What you should do:
Every record below is to be retyped exactly.

Coordinate labeling data:
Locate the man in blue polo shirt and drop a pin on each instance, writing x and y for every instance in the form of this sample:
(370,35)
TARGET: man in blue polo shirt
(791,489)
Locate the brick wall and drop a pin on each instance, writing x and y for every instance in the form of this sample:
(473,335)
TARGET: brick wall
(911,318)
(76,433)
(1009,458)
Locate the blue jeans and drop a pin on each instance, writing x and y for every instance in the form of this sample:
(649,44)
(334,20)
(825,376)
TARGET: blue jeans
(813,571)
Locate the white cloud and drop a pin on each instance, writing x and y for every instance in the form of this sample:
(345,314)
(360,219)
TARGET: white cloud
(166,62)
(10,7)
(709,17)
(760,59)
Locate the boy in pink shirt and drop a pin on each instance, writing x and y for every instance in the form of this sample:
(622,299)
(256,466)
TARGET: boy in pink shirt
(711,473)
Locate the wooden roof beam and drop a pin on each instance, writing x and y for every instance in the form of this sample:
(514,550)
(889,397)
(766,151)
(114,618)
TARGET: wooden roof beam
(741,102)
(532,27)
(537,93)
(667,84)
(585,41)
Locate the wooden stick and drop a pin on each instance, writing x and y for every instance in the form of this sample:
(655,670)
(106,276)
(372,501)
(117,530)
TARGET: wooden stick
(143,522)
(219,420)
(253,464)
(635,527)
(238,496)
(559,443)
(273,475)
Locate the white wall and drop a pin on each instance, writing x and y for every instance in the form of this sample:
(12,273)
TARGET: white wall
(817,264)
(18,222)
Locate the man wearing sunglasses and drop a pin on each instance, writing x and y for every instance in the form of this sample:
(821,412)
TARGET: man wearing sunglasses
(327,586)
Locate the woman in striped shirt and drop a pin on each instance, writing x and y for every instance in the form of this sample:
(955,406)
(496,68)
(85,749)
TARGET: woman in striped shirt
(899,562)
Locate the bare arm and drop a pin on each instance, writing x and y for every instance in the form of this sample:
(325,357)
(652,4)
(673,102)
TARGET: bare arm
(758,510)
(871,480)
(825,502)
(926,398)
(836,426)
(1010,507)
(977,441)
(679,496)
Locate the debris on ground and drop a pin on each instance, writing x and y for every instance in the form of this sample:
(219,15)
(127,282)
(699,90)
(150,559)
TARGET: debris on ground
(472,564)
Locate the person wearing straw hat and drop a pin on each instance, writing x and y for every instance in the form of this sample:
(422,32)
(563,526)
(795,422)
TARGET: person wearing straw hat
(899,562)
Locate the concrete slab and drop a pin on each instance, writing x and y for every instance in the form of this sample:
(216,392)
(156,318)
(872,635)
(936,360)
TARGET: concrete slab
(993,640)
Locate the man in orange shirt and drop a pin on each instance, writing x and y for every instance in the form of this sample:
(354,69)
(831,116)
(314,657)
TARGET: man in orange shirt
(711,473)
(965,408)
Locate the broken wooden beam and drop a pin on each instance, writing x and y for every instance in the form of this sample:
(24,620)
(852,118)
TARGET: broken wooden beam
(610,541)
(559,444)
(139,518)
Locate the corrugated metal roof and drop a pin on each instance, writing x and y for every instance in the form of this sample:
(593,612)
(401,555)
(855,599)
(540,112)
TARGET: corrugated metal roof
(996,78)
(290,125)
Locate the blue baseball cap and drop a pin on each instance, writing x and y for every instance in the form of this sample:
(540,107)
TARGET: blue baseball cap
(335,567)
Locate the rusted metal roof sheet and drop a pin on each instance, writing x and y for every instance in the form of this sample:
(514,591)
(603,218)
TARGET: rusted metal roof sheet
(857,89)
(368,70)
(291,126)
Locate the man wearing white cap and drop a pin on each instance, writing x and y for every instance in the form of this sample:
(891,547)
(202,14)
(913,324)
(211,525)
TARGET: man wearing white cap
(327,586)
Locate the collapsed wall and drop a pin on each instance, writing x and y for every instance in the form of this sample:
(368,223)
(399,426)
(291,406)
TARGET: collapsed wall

Task solution:
Locate the man in blue polo shirt and drop a pin on each instance, writing x and y for every instance in the form of this sample:
(370,35)
TARGET: man in blue polo shirt
(791,489)
Locate the brick wall and drop a pin on each instance, writing x and y for every instance in the form of this sample:
(473,335)
TARGET: brick wall
(911,318)
(76,433)
(1009,458)
Locate the blue jeans and drop a pin on each instance, writing x and y for every instance in the form of this sample:
(649,44)
(334,20)
(825,376)
TARGET: blue jeans
(813,571)
Locate the white cloud and drop a pin on each instance, writing x and y for every instance in the form of this sample:
(345,314)
(360,219)
TARGET: white cloud
(166,62)
(10,7)
(709,17)
(760,59)
Locate the boy in pink shirt and drop a pin on each instance, writing x and y for every instance in the form of this sample:
(622,299)
(256,466)
TARGET: boy in pink shirt
(711,473)
Locate the wooden roof beam and drop a pin on each instance, writing x and y for every instance in the form of this sample:
(514,550)
(889,397)
(766,151)
(114,618)
TARGET: wooden roof beam
(741,102)
(532,27)
(537,93)
(667,84)
(585,41)
Locate the wooden stick and drop a pin on each instance, writing x and y for every instance in the form of this sample:
(655,670)
(106,276)
(372,501)
(117,530)
TARGET: wooden stick
(143,522)
(219,420)
(253,464)
(635,527)
(238,496)
(559,443)
(273,475)
Locate the white wall and drop a pin on each instance, writing x and y for every instance in the form of this sample:
(12,273)
TARGET: white wall
(817,264)
(18,222)
Locate the man wearing sunglasses and drop a pin on each instance, writing x and y for every instance in the form of this sample:
(821,412)
TARGET: man wearing sunglasses
(327,586)
Locate the woman in striped shirt and drop a pin on each instance, writing x and y for every instance in the form of this sample:
(955,406)
(496,68)
(85,749)
TARGET: woman in striped shirt
(899,562)
Locate the bare arm and drop a pin on each instance, writing x and y for every instance in the form of this sample:
(325,357)
(652,4)
(673,102)
TARGET: bare arm
(758,510)
(871,480)
(825,502)
(926,398)
(836,426)
(1010,507)
(977,441)
(679,496)
Locate the debris on ground and drop a pin on each instance, writing x and y for every instance in the form of this sample:
(219,15)
(127,282)
(699,90)
(150,559)
TARGET: debris on ground
(472,564)
Locate the person wearing straw hat and drop a pin on each instance, writing x and y for every instance in the form of this sample:
(422,32)
(563,526)
(795,422)
TARGET: person wearing straw hat
(899,562)
Locate the concrete slab and drop a pin on each instance, writing x and y for every instance in the form of this sample:
(216,392)
(156,318)
(872,635)
(936,360)
TARGET: concrete slab
(993,640)
Locate the man in orange shirt and drop a pin on each instance, writing x and y for every instance in the form of this sample:
(354,69)
(831,116)
(314,657)
TARGET: man in orange shirt
(711,473)
(965,408)
Locate the broken wooden beam and drop a pin on each instance, writing x and y for every instance in the form of this sample:
(24,620)
(852,118)
TARGET: broken wooden beam
(610,541)
(559,444)
(139,518)
Locate the corrugated metal roof and drop a pin on each instance, writing x and y for every instance in the form of this sample:
(593,612)
(401,555)
(855,599)
(540,112)
TARGET: corrugated metal roof
(996,78)
(290,125)
Locate the blue baseball cap and drop a pin on each instance, writing x and y for every instance in the form of this sample:
(540,107)
TARGET: blue baseball cap
(335,567)
Locate the rusted metal roof sheet and drop a pin on each instance, writing x and y for every instance in the form of this sample:
(514,591)
(603,218)
TARGET: rusted metal roof sheet
(857,89)
(368,70)
(291,126)
Locate the man wearing white cap and drop a pin on each instance, writing x and y for every instance in the form of this sample:
(891,547)
(202,14)
(913,324)
(211,525)
TARGET: man wearing white cap
(327,586)
Locate the collapsed wall and drop a pin on each instance, writing x and y for every instance in the form of this sample:
(368,223)
(399,426)
(291,406)
TARGET: collapsed wall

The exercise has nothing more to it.